**TASK PROMPT:** Write out the listing below line for line, without changing anything.

>> BEGIN RECORDS FOR THIS EXERCISE

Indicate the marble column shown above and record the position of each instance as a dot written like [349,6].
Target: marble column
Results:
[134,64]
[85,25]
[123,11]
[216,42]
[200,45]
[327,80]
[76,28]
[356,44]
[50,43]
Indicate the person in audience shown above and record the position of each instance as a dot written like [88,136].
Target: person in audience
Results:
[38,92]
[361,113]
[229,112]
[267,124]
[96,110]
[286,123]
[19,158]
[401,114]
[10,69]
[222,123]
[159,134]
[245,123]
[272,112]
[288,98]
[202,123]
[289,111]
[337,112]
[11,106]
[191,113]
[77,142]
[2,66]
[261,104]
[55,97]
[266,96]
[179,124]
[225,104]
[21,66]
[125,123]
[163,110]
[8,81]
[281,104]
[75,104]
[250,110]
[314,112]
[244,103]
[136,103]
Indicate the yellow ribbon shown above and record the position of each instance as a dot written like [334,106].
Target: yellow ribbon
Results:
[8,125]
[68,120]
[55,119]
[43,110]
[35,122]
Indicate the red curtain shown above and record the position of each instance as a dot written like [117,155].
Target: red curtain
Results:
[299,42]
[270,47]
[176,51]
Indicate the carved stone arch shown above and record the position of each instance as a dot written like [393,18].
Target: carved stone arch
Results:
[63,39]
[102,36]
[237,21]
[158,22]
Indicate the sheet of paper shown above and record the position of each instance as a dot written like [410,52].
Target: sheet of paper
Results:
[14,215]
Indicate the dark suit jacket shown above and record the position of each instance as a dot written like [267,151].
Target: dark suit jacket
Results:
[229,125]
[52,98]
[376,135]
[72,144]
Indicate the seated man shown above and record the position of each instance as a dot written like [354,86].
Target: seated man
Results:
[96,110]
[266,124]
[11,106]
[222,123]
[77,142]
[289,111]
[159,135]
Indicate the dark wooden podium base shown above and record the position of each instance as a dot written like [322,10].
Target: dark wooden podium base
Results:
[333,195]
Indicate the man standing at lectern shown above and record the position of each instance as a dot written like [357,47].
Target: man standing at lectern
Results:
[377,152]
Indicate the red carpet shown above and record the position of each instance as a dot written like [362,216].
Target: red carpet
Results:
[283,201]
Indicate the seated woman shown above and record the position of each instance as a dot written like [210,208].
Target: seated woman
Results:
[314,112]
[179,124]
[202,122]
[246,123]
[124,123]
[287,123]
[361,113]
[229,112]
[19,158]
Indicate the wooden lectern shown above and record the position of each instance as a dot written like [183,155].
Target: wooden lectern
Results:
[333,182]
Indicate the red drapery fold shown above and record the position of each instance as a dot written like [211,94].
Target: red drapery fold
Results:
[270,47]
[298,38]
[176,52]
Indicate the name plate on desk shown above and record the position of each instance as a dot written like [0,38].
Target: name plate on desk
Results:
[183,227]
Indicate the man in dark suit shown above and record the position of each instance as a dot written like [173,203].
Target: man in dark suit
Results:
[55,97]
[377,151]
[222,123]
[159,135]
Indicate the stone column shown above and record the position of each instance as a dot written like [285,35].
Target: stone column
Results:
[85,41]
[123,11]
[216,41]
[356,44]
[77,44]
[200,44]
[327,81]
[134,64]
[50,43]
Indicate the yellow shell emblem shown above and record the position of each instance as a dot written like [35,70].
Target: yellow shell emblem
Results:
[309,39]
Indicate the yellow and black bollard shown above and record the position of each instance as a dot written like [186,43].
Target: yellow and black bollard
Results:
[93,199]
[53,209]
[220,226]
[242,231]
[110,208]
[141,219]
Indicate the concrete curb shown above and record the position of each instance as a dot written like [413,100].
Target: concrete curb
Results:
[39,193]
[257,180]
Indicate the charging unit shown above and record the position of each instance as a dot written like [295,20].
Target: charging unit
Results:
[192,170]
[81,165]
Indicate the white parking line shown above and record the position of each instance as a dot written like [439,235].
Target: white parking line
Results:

>> END RECORDS FOR THIS EXERCISE

**THE SOLUTION:**
Indicate the marble column shown above and record the position of each instance as a dot written like [349,6].
Target: marble column
Results:
[134,64]
[85,25]
[123,11]
[216,42]
[200,45]
[327,80]
[76,28]
[356,44]
[50,43]
Indicate the person in audience shown above and record the position of each instance as a dot written like [88,136].
Target: person in audience
Results:
[38,92]
[361,113]
[229,112]
[267,124]
[96,110]
[286,123]
[19,158]
[401,114]
[10,69]
[222,123]
[159,134]
[245,123]
[272,112]
[288,98]
[202,123]
[289,111]
[337,112]
[11,106]
[191,113]
[77,142]
[2,66]
[261,104]
[55,97]
[266,96]
[179,124]
[225,104]
[21,66]
[125,123]
[163,110]
[8,81]
[281,104]
[75,104]
[250,110]
[314,112]
[244,103]
[136,103]
Indicate the yellow ribbon shown above and record the position of each instance as a dot written like [334,106].
Target: yellow ribbon
Results:
[8,125]
[68,120]
[55,119]
[43,110]
[35,122]
Indicate the red curtain shown above and record the position of each instance as a dot written like [117,155].
Target: red curtain
Results:
[299,42]
[270,47]
[176,51]
Indicate the carved stone arch shown above and record the position of each instance as a dot written like [393,18].
Target: carved stone arch
Results:
[63,39]
[102,36]
[237,21]
[158,22]
Indicate the sheet of paper shown above and record the position of each instance as a dot written like [410,52].
Target: sheet of paper
Results:
[14,215]
Indicate the dark suit jacket shown above and record the position of each instance as a dot written like [267,151].
Target: dark suit jacket
Results:
[229,125]
[52,98]
[376,135]
[72,144]
Indicate the seated man shown above and record the position of each instance as a dot written like [354,86].
Target: seated man
Results:
[96,110]
[266,124]
[11,106]
[222,123]
[77,142]
[289,111]
[159,135]
Indicate the dark wooden podium base shown above and record the position of each instance as a dot written like [322,10].
Target: dark wooden podium base
Results:
[333,195]
Indicate the man standing at lectern shown above and record the position of each instance as a dot written like [357,47].
Target: man standing at lectern
Results:
[377,152]
Indicate the red carpet shown above and record the position of each instance as a dot written like [362,216].
Target: red carpet
Results:
[283,201]
Indicate the seated woman shown above and record the position of each instance as a dot written like [210,208].
Target: seated woman
Results:
[314,112]
[179,124]
[202,122]
[246,123]
[124,123]
[287,123]
[361,113]
[229,112]
[19,158]
Indicate the wooden lectern shown above and record the position of each instance as a dot written like [183,155].
Target: wooden lectern
Results:
[333,182]
Indicate the red drapery fold shown above and record the position of each instance as a dot written like [211,94].
Target: red drapery fold
Results:
[270,47]
[298,38]
[176,52]
Indicate the name plate on desk shown above and record the position of each instance as a dot written like [0,38].
Target: name plate on desk
Results:
[183,227]
Indicate the man in dark suit shown above and record the position of each instance as a dot written like [173,203].
Target: man in dark suit
Results:
[55,97]
[377,151]
[222,123]
[159,135]
Indicate the stone column shown above and record the position of each instance as a dot written like [285,35].
Target: stone column
Results:
[85,41]
[123,11]
[216,41]
[356,44]
[77,44]
[200,44]
[327,81]
[134,64]
[50,43]
Indicate the yellow shell emblem shown above and record the position of each instance as a dot written like [35,70].
Target: yellow shell emblem
Results:
[309,39]
Indicate the yellow and black bollard shown above and record the position of each instance as a dot written like [186,43].
Target: yellow and black bollard
Results:
[93,199]
[53,209]
[220,226]
[242,231]
[110,208]
[141,219]
Indicate the concrete curb shown above and record the position of each instance as a dot written like [413,100].
Target: concrete curb
Results:
[39,193]
[257,180]
Indicate the charging unit shown above and record the position of each instance as a dot written like [295,20].
Target: charging unit
Results:
[192,170]
[81,165]
Indicate the white parking line shown above and record the position of each instance as a dot written like [439,235].
Target: white parking line
Results:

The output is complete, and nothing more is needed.